[Items from a dataset]
══════════
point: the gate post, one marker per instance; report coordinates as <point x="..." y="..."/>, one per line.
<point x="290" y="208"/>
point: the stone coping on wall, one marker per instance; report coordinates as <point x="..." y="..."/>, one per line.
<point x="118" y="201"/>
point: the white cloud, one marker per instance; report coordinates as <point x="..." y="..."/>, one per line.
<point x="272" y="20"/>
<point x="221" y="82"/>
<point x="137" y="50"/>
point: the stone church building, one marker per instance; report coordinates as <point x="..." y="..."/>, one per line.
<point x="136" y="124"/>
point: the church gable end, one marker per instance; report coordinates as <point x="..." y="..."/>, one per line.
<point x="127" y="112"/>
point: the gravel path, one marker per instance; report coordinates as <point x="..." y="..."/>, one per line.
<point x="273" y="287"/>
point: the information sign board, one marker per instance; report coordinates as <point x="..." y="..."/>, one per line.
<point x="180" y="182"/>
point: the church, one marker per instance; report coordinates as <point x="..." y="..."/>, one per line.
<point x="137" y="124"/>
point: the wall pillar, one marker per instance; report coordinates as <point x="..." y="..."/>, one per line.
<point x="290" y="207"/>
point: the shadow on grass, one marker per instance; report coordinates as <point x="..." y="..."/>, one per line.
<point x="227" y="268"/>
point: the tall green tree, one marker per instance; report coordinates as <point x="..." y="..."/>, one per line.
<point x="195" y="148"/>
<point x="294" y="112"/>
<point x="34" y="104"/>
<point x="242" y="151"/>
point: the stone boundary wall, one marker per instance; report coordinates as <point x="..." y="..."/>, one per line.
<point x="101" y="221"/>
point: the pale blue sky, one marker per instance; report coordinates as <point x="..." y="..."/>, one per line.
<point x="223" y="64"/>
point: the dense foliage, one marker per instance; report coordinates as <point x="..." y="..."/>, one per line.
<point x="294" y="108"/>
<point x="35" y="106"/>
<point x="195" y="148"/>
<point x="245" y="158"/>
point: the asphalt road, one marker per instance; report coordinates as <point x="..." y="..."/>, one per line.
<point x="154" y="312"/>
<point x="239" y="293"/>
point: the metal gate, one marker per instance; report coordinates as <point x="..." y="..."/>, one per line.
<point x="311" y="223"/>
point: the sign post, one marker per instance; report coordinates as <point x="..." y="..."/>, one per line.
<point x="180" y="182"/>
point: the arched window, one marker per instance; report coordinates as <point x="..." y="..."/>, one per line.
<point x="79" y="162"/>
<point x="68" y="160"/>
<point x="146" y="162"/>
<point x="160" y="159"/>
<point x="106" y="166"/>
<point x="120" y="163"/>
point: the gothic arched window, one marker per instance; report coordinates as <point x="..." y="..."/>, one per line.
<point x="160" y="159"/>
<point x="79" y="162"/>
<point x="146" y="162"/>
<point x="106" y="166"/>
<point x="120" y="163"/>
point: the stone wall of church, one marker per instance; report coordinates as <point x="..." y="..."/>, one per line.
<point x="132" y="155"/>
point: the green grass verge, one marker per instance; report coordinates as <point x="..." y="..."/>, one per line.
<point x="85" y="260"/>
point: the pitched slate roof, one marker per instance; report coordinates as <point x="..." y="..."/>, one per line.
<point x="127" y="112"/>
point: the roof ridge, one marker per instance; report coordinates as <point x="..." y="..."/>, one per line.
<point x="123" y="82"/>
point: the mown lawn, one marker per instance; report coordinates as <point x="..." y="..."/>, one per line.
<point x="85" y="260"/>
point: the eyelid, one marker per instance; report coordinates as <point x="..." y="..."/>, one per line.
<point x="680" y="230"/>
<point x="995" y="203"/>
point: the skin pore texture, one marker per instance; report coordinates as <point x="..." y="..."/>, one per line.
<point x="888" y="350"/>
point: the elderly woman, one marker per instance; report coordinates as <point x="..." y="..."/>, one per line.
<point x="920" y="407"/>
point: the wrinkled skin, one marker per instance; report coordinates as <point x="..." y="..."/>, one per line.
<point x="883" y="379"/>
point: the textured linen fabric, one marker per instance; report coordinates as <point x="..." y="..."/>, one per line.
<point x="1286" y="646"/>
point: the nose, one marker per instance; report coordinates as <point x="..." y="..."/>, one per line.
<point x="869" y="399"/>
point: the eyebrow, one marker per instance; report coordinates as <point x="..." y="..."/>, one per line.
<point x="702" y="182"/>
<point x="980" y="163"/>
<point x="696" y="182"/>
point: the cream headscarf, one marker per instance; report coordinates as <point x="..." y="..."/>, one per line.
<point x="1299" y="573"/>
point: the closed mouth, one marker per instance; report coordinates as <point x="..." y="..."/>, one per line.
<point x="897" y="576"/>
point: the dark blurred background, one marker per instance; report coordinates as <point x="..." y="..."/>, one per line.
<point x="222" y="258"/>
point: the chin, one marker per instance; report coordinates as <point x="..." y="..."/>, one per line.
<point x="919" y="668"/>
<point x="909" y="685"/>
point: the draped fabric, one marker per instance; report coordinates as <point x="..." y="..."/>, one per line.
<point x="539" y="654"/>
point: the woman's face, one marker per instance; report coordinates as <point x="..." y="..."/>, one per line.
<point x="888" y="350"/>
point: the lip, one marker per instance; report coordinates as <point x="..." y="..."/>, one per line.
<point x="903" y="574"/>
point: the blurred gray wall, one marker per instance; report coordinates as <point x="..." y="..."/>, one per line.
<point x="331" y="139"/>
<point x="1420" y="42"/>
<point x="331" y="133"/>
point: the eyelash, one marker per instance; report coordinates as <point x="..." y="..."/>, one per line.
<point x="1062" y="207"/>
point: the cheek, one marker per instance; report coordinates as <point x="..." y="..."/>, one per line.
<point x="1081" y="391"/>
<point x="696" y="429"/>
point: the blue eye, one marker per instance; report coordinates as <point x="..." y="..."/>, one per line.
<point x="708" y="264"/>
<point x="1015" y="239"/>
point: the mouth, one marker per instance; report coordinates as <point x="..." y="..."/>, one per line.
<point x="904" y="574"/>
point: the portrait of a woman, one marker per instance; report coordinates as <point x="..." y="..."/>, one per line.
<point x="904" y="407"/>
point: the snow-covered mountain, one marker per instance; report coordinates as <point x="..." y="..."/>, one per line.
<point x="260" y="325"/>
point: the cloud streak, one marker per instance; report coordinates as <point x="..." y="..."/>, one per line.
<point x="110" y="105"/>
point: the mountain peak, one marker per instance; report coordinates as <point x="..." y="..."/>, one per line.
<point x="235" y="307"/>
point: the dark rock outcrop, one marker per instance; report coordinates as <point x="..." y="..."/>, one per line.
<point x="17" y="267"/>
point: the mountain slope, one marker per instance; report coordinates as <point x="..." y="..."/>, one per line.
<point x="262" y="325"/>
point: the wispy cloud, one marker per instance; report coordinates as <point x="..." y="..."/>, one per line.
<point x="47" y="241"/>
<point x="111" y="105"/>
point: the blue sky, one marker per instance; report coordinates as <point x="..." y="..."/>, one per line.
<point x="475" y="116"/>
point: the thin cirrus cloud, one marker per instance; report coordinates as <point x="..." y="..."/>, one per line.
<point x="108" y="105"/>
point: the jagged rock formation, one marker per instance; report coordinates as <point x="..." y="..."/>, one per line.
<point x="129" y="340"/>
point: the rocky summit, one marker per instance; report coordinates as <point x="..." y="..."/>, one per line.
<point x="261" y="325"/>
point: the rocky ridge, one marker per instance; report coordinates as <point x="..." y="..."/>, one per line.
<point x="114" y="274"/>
══════════
→ **EXERCISE PROMPT**
Begin at the row that has "point: the wispy" and stop after the last row. Rewrite those rows with their requests, and shift each answer point by adding 115 to its x and y coordinates.

→ **THE COMPLETED TASK**
point: the wispy cloud, one marker per instance; report coordinates as <point x="..." y="..."/>, one per line.
<point x="162" y="356"/>
<point x="226" y="220"/>
point: the blue sky, one marker per instance; report coordinates as <point x="..." y="..."/>, one per line.
<point x="590" y="231"/>
point: the thin cirrus cloud, one marker per instance; report coordinates as <point x="..." y="..."/>, one per line.
<point x="223" y="220"/>
point: the jagged rock formation, one marker per instance; report coordinates as <point x="..." y="..."/>, one per line.
<point x="244" y="455"/>
point: the rocky summit, one marker per instance; report coordinates as <point x="..." y="..."/>, one per line.
<point x="376" y="440"/>
point: the rocky ridge, one marker per instance; report coordinates as <point x="..." y="..."/>, one per line.
<point x="229" y="389"/>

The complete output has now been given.